NEW YORK, Feb 28: The US government has agreed to pay $300,000 to settle a lawsuit brought by an Egyptian who was among dozens of the Muslims arrested in New York after 9/11 attacks, detained for months in a federal detention centre in Brooklyn and deported, said a New York Times report on Tuesday.

The settlement, filed in the federal court on Monday, is the first the government has made in a number of lawsuits charging that non-citizens were abused and their constitutional rights violated after the terror attacks.

Ehab Elmaghraby, the Egyptian, had filed the lawsuit after being released from the prison.

“Despite the fact that the United States admitted no wrongdoing, they are compensating Mr Elmaghraby for the injuries he suffered,” his lawyer told reporters.

“This is a substantial settlement and shows for the first time that the government can be held accountable for the abuses that have occurred in Abu Ghraib, Guantánamo Bay and in prisons right here in the United States,” one of the lawyers, Alexander A. Reinert, told the Times.

• [Work required]: Please continue the news report on the government's $300,000 settlement with Ehab Elmaghraby from where it stops.

[Natural-language object grounding data]
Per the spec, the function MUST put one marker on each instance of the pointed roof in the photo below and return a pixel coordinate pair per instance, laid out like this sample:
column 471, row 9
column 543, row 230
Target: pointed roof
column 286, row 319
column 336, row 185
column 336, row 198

• [Answer space]:
The lawsuit accuses former attorney-general John Ashcroft and FBI director Robert S. Mueller of personally conspiring to violate the rights of Muslim immigrant detainees on the basis of their race, religion and national origin. It names a score of other defendants, including Bureau of Prison officials and guards at the Metropolitan Detention Centre in Brooklyn.

The newspaper said Mr Elmaghraby, who spent nearly a year in detention, and a Pakistani, Javaid Iqbal, held for nine months, charged that while shackled they were kicked and punched until they bled.

Their lawsuit said they were cursed as terrorists and subjected to multiple ‘unnecessary body-cavity searches’.

In a telephone interview from his home in Alexandria, Mr Elmaghraby, 38, told the Times that he had reluctantly decided to settle because he was ill, in debt and about to have surgery for a thyroid ailment aggravated by torture in the detention centre.